● The data
"""
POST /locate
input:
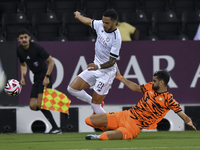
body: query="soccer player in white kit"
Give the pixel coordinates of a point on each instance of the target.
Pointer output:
(102, 71)
(2, 77)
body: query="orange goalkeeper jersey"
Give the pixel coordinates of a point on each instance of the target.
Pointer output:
(153, 107)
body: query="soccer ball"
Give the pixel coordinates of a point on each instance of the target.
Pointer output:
(13, 87)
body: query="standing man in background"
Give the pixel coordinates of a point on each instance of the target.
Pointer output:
(101, 72)
(150, 110)
(35, 57)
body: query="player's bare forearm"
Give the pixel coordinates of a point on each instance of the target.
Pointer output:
(131, 85)
(83, 19)
(109, 63)
(51, 62)
(187, 120)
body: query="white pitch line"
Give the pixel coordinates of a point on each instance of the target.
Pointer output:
(178, 147)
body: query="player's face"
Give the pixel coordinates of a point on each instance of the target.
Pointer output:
(24, 39)
(156, 83)
(108, 24)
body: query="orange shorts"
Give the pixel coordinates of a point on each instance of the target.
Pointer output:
(122, 121)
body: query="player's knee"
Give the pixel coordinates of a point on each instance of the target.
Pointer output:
(103, 136)
(88, 121)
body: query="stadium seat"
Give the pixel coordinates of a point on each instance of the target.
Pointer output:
(46, 25)
(176, 37)
(165, 23)
(11, 6)
(138, 20)
(12, 22)
(149, 38)
(35, 6)
(179, 6)
(2, 38)
(123, 6)
(62, 6)
(97, 15)
(73, 28)
(91, 6)
(190, 22)
(150, 6)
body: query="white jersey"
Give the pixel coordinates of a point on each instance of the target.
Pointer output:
(107, 44)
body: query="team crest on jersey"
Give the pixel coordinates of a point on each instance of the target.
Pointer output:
(107, 39)
(160, 98)
(36, 64)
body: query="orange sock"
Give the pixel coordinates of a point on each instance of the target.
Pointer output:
(88, 122)
(103, 136)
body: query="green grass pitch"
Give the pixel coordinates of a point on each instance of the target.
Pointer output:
(183, 140)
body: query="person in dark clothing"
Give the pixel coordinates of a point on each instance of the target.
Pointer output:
(35, 57)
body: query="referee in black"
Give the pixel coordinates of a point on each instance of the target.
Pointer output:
(35, 56)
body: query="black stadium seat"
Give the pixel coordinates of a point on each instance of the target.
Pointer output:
(91, 6)
(165, 23)
(46, 25)
(12, 22)
(73, 28)
(138, 20)
(35, 6)
(150, 6)
(62, 6)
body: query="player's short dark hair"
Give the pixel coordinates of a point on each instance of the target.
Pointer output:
(162, 75)
(111, 13)
(22, 31)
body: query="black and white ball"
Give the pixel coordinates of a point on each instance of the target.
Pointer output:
(13, 87)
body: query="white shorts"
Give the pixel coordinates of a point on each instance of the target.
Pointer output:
(101, 79)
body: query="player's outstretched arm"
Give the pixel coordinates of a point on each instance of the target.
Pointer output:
(81, 18)
(131, 85)
(187, 120)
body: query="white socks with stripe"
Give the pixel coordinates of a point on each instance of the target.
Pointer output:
(82, 95)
"""
● What the task requires
Now reproduce all of the entries precisely, with no pictures in the copy.

● Answer for this exercise
POST /locate
input:
body: query="soccer player in white kit"
Give the pixel coordinates of a point on each instance of the target.
Pointer output:
(102, 71)
(2, 77)
body: query="orange goalkeeper jersey"
Give the pixel coordinates of a point on each instance of the target.
Pointer output:
(153, 107)
body: query="soccer ball"
Give the pixel coordinates of a point on each instance of the target.
Pointer output:
(13, 87)
body: query="standing man in background"
Give the pixel coordinates of a point on each instance of the target.
Pointer output:
(101, 72)
(150, 110)
(35, 57)
body: query="player's bare forearm"
Give the pixel coordinates of a point on each instance of the target.
Pointer output:
(131, 85)
(83, 19)
(109, 63)
(51, 62)
(187, 120)
body: query="white pitch line"
Give the pixel coordinates of a point on each instance of the target.
Pointer output:
(178, 147)
body: query="player's face"
Give the pixel coordinates of a point on each instance of the target.
Pointer output:
(24, 39)
(156, 83)
(108, 24)
body: query="orange shorts"
Give the pixel coordinates of a point on each instance of the target.
Pointer output:
(122, 121)
body: query="player's knee"
Give the pixel coordinates of a point on each instance of the target.
Pointer output:
(103, 136)
(88, 121)
body: query="stadium seat"
Give the pixel coordinates of a point on each instance of the target.
Pointer output:
(46, 25)
(176, 37)
(165, 23)
(11, 6)
(138, 20)
(12, 22)
(149, 38)
(35, 6)
(179, 6)
(2, 38)
(123, 6)
(62, 6)
(97, 15)
(73, 28)
(91, 6)
(190, 22)
(150, 6)
body: query="white jersey"
Give the pixel coordinates of a point on each instance of the target.
Pointer output:
(107, 44)
body: query="team crest on jersey"
Give the pixel coordinates of a point on each instance of the target.
Pointer output:
(107, 39)
(160, 98)
(36, 64)
body: query="orange sock"
Give the pixel coordinates of a point on each instance of the target.
Pointer output:
(88, 122)
(103, 136)
body: query="green grass pitch"
Give the pixel coordinates of a point on each instance of the target.
Pointer output:
(183, 140)
body: query="person in dark clothing"
Give the pixel coordinates of a point on each instance of the target.
Pointer output:
(35, 57)
body: query="referee in black"
Give the pixel coordinates of a point on each instance of the target.
Pointer output:
(35, 56)
body: query="black stadium seat"
Give the pixel coordinates of a point on each instance of the target.
Pointer output:
(91, 6)
(165, 23)
(46, 25)
(12, 22)
(73, 28)
(138, 20)
(35, 6)
(150, 6)
(62, 6)
body: query="player's short dark hair"
Give the pixel coordinates of a point on each instance of the target.
Pointer output:
(162, 75)
(111, 13)
(22, 31)
body: query="black and white ball"
Give the pixel coordinates of a point on each instance of the target.
Pointer output:
(13, 87)
body: query="white shorts"
Give the pixel coordinates of a point on each instance of the target.
Pointer output:
(101, 79)
body: query="player's outstretched arm"
Give the pixel coordinates of a point on each instance of the target.
Pointer output:
(81, 18)
(131, 85)
(187, 120)
body: query="white socks with stripe"
Give the pixel coordinates of a point on each instance of the target.
Pointer output:
(82, 95)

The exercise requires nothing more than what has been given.